▶ [PROBLEM DETAILS] Copy out the lines verbatim, beginning with the line containing "Every instance of the water takes" and continuing through the line containing "<point>65,125</point>", with both ends included. Omit the pictures from your answer.

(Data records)
________

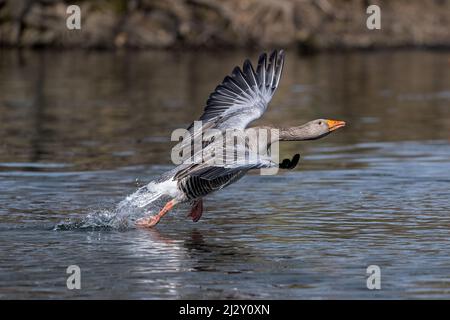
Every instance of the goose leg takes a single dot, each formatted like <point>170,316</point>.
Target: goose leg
<point>196,210</point>
<point>153,221</point>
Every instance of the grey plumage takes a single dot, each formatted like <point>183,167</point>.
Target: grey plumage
<point>241,98</point>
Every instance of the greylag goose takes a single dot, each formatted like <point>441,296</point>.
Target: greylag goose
<point>241,98</point>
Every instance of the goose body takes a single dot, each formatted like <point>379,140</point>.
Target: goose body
<point>241,98</point>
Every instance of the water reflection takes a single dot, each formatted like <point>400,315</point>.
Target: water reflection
<point>81,130</point>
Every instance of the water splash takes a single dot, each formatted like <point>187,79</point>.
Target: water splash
<point>146,200</point>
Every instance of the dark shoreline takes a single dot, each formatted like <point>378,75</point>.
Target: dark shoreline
<point>309,26</point>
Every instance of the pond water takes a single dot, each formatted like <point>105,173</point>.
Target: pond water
<point>80,131</point>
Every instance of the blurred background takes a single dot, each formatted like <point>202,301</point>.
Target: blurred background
<point>304,24</point>
<point>86,117</point>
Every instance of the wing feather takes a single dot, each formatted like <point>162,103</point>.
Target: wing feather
<point>244,95</point>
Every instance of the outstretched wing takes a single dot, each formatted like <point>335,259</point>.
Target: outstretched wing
<point>244,95</point>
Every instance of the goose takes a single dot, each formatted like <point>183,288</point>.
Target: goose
<point>242,97</point>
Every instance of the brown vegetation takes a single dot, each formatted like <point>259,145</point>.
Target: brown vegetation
<point>311,24</point>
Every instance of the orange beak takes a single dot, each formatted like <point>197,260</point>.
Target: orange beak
<point>335,124</point>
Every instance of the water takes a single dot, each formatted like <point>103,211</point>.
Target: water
<point>80,131</point>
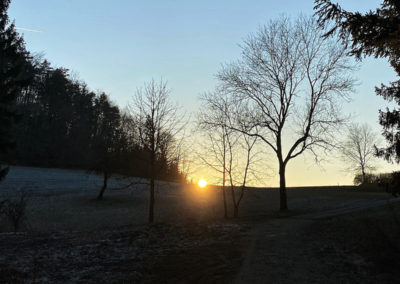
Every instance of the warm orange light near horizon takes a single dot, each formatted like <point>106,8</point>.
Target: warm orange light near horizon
<point>202,183</point>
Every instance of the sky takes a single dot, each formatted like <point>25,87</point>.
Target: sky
<point>116,46</point>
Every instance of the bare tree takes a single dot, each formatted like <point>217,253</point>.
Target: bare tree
<point>157,124</point>
<point>238,176</point>
<point>287,89</point>
<point>216,143</point>
<point>230,153</point>
<point>358,149</point>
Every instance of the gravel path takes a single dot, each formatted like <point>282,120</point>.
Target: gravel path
<point>280,251</point>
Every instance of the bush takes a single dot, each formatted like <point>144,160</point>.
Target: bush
<point>15,210</point>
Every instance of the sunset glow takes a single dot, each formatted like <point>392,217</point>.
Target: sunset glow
<point>202,183</point>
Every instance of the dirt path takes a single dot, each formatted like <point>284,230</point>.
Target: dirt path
<point>280,251</point>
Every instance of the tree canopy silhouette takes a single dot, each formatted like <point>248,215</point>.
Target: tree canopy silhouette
<point>287,90</point>
<point>375,33</point>
<point>13,60</point>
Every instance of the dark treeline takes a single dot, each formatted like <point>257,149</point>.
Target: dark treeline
<point>65,125</point>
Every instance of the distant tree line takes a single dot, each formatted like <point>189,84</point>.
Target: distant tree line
<point>50,119</point>
<point>61,123</point>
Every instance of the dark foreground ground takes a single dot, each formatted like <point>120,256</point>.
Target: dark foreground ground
<point>357,247</point>
<point>335,235</point>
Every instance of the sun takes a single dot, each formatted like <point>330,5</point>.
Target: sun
<point>202,183</point>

________

▶ [FULL SOLUTION]
Every instance of the water takes a single dot, each formatted like <point>103,211</point>.
Target: water
<point>80,131</point>
Every instance of the warm orange light near horizon takes a single dot, each formatted like <point>106,8</point>.
Target: warm orange light near horizon
<point>202,183</point>
Every instance of the sky takes a single dot, each formatted like <point>25,87</point>.
Target: sky
<point>116,46</point>
Every instance of the bare tree takes a single dot, each formatted like <point>217,253</point>.
Target: bare tree
<point>157,124</point>
<point>238,176</point>
<point>287,89</point>
<point>216,143</point>
<point>230,153</point>
<point>358,149</point>
Every instance of the gravel path takes a single dot, each formatted like <point>282,120</point>.
Target: gravel path
<point>280,251</point>
Every instance of the bush takes a single dot, each formatted like <point>144,160</point>.
Target: bush
<point>15,210</point>
Every instance of the sunset glow takes a single dot, each formatted like <point>392,217</point>.
Target: sunset glow
<point>202,183</point>
Every instance of the dirt path takes a single dot, each formatted like <point>284,230</point>.
Target: dirt path
<point>280,251</point>
Every instance of the tree canopy silhouette takes a single dot, each formatted like <point>248,215</point>.
Target: tree canopy silhouette
<point>287,90</point>
<point>375,33</point>
<point>13,60</point>
Every instance of the dark treeline takes a single dot, each formatted like <point>257,149</point>.
Target: dark treeline
<point>65,125</point>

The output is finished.